WRITTEN TASK
Quote precisely the final stretch of the listing: start at the line containing "Note: in this drill the class marks the cycling jersey" and stop after the last line.

>> begin STORED DATA

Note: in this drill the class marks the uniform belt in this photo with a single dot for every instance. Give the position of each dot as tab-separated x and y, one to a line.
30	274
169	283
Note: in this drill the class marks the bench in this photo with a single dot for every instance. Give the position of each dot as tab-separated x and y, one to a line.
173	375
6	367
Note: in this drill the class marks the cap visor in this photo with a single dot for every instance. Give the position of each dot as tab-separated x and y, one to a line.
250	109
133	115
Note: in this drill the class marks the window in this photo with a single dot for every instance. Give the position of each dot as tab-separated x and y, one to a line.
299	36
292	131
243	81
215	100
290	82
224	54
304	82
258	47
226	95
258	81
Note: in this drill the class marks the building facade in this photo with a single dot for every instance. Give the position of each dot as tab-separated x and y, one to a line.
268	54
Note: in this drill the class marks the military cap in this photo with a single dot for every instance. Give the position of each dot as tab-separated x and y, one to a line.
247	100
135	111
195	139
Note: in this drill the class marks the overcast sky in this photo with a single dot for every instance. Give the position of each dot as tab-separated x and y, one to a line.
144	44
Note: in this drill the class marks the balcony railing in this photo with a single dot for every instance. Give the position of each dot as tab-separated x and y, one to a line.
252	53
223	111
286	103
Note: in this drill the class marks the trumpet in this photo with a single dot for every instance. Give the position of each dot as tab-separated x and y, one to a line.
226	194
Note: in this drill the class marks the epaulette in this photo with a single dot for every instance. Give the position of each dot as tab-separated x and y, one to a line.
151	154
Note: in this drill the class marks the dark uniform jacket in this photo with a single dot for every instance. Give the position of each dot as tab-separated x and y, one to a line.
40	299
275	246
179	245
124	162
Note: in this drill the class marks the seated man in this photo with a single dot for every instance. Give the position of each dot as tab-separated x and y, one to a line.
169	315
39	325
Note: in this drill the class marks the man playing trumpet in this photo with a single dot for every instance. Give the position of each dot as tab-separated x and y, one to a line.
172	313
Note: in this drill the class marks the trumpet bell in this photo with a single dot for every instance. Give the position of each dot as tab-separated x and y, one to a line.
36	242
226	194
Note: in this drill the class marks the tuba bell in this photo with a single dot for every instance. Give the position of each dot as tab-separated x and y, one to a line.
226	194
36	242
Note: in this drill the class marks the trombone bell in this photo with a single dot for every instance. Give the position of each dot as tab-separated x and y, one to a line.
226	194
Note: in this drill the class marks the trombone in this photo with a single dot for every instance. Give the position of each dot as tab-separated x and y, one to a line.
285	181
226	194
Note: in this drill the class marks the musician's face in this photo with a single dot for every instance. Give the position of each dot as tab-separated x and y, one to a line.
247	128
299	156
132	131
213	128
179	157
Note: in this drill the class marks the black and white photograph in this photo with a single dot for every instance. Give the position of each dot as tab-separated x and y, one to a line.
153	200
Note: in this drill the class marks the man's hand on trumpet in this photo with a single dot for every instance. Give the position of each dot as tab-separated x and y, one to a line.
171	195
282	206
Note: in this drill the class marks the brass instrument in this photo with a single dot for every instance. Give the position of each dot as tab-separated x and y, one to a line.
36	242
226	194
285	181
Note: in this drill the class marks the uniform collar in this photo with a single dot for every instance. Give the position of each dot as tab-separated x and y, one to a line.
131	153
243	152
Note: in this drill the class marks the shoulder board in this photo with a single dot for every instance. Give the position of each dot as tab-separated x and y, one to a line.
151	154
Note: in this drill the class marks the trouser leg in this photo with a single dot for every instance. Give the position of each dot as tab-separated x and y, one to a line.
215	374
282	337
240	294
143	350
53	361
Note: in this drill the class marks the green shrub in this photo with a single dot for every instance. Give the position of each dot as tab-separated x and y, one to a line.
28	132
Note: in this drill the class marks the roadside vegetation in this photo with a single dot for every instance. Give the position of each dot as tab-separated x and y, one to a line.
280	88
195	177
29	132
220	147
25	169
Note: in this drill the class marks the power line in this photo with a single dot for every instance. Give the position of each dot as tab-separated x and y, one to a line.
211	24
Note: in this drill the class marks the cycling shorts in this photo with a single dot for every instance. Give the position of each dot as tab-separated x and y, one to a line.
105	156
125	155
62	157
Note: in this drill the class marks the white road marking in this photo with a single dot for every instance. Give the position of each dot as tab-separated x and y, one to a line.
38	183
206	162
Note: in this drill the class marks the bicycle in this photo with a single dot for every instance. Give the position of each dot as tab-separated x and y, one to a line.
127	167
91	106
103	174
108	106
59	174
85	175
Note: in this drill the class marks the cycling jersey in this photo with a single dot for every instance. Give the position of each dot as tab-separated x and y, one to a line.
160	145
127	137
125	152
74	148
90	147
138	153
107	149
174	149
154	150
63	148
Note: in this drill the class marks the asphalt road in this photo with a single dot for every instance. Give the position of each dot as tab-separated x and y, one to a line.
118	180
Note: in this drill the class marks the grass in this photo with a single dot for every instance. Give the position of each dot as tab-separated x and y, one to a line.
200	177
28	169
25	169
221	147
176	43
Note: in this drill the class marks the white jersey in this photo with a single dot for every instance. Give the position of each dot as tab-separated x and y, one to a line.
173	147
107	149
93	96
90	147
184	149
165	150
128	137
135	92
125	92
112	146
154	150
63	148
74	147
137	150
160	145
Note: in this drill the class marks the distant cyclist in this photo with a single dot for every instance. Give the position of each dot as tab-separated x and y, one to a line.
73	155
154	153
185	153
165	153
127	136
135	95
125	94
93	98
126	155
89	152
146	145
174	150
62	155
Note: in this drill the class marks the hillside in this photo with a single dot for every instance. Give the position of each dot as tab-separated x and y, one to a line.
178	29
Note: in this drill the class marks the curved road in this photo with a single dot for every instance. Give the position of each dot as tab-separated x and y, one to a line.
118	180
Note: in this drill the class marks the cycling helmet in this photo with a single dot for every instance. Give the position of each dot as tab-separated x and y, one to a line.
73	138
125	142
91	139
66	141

>> end STORED DATA

IN RESPONSE
Note: in this drill the class marks the cycling jersey in this photo with a single dot for every instance. Give the position of each dot as tab-separated x and y, one to a line.
160	145
127	137
125	152
74	148
90	147
138	153
107	149
174	149
154	150
63	148
Note: in this drill the class marks the asphalt road in this photo with a single dot for every instance. Give the position of each dot as tab-separated x and y, one to a line.
118	180
Note: in this drill the class marks the grass in this photo with a single dot for every instance. Give the position of each dot as tab-separated x and y, one to a line.
200	177
28	169
25	169
221	147
176	43
Note: in this drill the class marks the white jersey in this photo with a single dot for every instance. Give the position of each dot as tab-separated x and y, one to a line.
173	147
107	149
93	96
90	147
184	149
165	150
128	137
135	92
125	92
112	146
154	150
63	148
74	147
137	150
160	145
Note: in this drill the class marks the distant cyclist in this photo with a single dot for every instance. Give the position of each dot as tab-separated x and y, one to a line.
73	155
154	153
185	153
165	153
127	136
135	95
125	94
93	98
126	155
89	152
146	145
174	150
62	155
Note: in this drill the class marks the hillside in this photo with a single dot for every instance. Give the position of each dot as tab-separated x and y, one to a line.
178	29
Note: in this drill the class marks the curved road in this photo with a single dot for every instance. Give the position of each dot as tab-separated x and y, one to a line.
118	180
Note: in this drill the class marks the cycling helmet in this photo with a single dot for every instance. Give the position of each dot as tab-separated x and y, one to a line.
73	138
125	142
91	139
66	141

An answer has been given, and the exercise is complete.